> PROBLEMS:
A) Using the passage on Casuarina Prison, explain in one to three sentences why the prison has faced legal actions and what prompted the class action in 2022.
B) From the passage on Casuarina Prison, reproduce the text from "In 2013 the" to "representing the youth.".

Casuarina Prison is the main maximum-security prison for Western Australia, located in the Perth, Western Australia suburb of Casuarina. The prison accommodates minimum-, medium- and maximum-security prisoners. It was opened in 1991 to replace Fremantle Prison, which was 130 years old. The prison was the scene of a riot on Christmas Day 1998. The prison featured in the documentary Australia's Hardest Prison: Lockdown Oz on the National Geographic channel in 2008, following the lives of prisoners and officers.

In 2013 the prison was the setting for the film Son of a Gun.

The prison has been subject of multiple legal actions due to alleged "inhumane conditions". In 2022, seventeen teenagers were relocated to the maximum security prison prompting a class action. The Department of Justice has defended its actions, while victim advocates have raised concerns around the law firm representing the youth.

[Records contained in a dataset]

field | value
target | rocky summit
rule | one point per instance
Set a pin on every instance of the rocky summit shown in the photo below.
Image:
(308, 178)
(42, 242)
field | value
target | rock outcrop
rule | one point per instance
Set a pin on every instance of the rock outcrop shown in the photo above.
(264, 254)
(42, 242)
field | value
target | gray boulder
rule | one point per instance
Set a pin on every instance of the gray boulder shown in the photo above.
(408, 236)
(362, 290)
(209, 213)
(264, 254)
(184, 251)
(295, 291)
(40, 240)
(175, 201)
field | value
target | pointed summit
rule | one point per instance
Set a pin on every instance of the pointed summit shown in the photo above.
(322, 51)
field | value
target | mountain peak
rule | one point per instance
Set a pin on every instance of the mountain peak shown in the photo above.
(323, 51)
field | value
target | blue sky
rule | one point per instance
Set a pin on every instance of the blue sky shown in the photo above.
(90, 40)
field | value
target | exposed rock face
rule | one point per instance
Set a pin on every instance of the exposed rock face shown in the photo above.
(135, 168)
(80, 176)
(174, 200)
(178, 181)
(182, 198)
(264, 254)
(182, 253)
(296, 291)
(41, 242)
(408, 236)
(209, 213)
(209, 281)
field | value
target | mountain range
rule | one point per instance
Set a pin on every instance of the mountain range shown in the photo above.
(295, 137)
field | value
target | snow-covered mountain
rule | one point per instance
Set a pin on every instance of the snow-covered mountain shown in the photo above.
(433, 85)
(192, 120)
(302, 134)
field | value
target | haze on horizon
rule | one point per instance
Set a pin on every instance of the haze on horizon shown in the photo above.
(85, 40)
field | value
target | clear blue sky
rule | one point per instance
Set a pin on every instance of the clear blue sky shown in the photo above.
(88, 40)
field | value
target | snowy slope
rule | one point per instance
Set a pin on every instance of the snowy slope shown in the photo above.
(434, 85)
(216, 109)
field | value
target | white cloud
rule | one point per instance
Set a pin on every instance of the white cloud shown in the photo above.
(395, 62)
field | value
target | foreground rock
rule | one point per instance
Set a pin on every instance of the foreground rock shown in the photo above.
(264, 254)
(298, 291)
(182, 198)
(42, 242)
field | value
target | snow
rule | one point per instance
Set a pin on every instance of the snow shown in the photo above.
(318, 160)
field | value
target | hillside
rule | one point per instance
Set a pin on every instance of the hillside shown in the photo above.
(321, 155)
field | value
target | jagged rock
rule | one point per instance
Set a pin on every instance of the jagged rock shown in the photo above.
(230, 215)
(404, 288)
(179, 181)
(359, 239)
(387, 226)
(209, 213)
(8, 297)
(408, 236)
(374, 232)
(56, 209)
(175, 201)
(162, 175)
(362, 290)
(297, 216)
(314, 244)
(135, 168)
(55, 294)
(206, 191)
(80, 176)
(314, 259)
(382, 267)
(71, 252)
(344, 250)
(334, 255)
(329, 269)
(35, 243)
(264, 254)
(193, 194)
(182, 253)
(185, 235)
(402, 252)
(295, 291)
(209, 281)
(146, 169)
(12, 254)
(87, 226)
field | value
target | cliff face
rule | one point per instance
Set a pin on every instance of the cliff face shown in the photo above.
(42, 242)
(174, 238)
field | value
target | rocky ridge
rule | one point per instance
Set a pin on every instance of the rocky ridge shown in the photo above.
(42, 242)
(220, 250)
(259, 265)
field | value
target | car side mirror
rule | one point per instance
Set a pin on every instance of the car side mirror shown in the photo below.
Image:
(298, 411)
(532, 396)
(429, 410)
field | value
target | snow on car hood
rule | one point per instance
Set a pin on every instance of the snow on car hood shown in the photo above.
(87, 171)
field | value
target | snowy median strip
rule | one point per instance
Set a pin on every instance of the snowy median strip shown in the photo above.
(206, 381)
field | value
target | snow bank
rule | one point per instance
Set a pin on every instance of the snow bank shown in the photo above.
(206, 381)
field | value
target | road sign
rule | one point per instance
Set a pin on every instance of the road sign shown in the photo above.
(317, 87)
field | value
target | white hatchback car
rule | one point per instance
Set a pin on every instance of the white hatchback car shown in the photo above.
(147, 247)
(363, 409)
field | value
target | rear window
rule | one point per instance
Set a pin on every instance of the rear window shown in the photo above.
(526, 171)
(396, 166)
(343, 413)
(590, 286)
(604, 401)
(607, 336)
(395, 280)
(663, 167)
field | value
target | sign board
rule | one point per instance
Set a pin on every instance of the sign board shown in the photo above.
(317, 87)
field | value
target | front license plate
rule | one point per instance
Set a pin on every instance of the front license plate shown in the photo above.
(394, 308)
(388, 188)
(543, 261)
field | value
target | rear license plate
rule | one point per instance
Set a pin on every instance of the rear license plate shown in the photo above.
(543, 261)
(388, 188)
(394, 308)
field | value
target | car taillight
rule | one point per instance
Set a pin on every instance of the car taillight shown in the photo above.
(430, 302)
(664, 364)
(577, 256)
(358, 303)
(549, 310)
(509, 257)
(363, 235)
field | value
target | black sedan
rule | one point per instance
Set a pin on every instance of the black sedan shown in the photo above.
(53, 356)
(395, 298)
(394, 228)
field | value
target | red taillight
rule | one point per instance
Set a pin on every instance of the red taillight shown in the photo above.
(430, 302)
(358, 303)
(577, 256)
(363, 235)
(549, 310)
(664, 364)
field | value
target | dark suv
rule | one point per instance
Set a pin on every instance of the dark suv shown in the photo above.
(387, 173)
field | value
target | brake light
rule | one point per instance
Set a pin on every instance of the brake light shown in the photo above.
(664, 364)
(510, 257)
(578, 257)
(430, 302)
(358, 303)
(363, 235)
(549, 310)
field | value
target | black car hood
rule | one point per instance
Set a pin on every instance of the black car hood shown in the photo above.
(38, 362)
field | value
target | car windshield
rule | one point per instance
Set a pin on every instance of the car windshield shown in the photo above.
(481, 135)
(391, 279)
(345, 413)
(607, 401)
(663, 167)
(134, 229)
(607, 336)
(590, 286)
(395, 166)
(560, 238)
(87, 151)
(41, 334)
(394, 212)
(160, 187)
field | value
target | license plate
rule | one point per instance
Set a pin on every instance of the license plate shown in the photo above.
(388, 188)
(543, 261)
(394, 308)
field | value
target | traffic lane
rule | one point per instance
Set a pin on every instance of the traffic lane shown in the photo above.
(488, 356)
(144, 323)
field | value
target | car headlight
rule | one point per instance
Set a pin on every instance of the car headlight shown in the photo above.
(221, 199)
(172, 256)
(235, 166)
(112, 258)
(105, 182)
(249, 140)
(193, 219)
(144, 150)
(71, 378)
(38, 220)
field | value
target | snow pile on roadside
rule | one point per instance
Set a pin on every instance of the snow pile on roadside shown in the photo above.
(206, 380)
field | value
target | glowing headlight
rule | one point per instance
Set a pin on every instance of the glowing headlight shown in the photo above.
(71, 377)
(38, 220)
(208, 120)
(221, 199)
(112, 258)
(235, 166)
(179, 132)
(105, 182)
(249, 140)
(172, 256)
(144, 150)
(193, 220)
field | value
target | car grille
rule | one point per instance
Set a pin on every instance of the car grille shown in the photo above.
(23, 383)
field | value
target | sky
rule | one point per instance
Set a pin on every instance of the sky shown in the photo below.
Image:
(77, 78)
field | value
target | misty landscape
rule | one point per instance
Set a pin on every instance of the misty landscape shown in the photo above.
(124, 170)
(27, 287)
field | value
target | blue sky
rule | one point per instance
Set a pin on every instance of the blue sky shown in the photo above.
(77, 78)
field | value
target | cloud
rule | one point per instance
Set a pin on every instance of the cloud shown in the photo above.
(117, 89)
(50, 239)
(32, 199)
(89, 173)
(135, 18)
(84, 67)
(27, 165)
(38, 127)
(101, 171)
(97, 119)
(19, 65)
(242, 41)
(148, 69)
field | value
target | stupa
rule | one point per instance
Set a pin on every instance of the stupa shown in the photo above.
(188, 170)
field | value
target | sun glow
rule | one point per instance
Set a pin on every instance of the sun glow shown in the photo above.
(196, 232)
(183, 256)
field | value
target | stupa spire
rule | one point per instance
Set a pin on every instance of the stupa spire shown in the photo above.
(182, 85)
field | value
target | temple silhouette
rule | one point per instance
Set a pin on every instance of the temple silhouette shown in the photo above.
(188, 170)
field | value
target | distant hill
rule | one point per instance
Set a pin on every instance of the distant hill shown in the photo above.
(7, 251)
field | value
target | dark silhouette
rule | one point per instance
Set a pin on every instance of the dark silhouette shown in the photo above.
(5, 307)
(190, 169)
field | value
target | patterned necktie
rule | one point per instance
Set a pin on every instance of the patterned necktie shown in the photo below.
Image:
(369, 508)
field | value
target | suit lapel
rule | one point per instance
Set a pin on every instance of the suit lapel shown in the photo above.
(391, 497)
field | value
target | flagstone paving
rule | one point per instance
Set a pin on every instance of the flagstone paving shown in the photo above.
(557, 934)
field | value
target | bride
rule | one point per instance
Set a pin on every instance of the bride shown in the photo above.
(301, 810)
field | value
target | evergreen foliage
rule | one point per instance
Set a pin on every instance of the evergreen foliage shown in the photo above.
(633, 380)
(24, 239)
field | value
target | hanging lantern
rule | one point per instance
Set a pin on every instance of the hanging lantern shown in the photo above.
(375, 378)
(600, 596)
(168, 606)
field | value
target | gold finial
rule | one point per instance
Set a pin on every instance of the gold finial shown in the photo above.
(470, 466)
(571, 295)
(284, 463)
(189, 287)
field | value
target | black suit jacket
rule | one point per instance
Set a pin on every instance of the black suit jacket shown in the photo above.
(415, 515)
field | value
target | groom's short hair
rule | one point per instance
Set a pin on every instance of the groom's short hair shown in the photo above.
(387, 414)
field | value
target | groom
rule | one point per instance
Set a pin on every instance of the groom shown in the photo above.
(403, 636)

> SOLUTIONS BY TASK:
A) The prison has faced multiple legal actions over alleged "inhumane conditions." In 2022, a class action followed the relocation of seventeen teenagers to the maximum-security prison.

B)
In 2013 the prison was the setting for the film Son of a Gun.

The prison has been subject of multiple legal actions due to alleged "inhumane conditions". In 2022, seventeen teenagers were relocated to the maximum security prison prompting a class action. The Department of Justice has defended its actions, while victim advocates have raised concerns around the law firm representing the youth.